───── Exercise material ─────
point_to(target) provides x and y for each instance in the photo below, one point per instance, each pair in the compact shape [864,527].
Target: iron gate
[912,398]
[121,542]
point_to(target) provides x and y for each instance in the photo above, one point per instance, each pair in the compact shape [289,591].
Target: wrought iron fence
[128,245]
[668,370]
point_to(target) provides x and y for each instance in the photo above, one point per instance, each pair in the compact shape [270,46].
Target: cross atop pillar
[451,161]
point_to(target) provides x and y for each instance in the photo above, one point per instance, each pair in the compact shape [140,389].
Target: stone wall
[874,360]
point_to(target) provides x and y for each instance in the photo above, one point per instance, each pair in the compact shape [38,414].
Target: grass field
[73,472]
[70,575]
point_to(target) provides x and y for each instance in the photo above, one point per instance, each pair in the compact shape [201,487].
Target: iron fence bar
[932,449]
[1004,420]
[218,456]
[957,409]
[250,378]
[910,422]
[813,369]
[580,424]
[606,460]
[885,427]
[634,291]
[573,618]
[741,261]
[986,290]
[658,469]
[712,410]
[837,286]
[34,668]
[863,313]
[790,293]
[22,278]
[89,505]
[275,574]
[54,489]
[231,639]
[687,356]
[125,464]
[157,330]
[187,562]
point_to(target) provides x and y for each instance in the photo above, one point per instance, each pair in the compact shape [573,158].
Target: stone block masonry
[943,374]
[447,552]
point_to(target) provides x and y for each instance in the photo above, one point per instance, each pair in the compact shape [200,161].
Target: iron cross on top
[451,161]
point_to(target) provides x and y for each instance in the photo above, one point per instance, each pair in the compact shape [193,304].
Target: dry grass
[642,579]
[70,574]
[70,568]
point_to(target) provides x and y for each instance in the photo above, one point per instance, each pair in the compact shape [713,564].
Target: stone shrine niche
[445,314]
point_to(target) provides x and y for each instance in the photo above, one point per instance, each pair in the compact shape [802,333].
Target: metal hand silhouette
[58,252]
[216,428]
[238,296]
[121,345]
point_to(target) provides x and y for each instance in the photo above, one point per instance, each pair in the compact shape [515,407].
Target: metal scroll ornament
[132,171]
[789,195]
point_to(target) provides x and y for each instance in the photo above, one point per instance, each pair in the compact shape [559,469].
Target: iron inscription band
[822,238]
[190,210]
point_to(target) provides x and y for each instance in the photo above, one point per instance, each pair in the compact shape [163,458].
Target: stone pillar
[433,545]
─────
__Exercise requirements__
Retype the data above word for word, starting at the line with "compact shape [515,407]." and ending with the last line of the data, both included.

__Correct output__
point_to(target) provides x and y for each instance in the photo above, one point per instance, each pair in the compact shape [515,407].
Target: metal scroll ornament
[132,171]
[789,195]
point_to(target) provides x and y for each instance in the photo above, one point per instance, each pair in the compact shape [559,469].
Target: iron inscription band
[822,238]
[190,210]
point_to(target) provides x and y for each instance in the photo above, one point per instance, each pair in the compact shape [163,458].
Target: stone pillar
[433,545]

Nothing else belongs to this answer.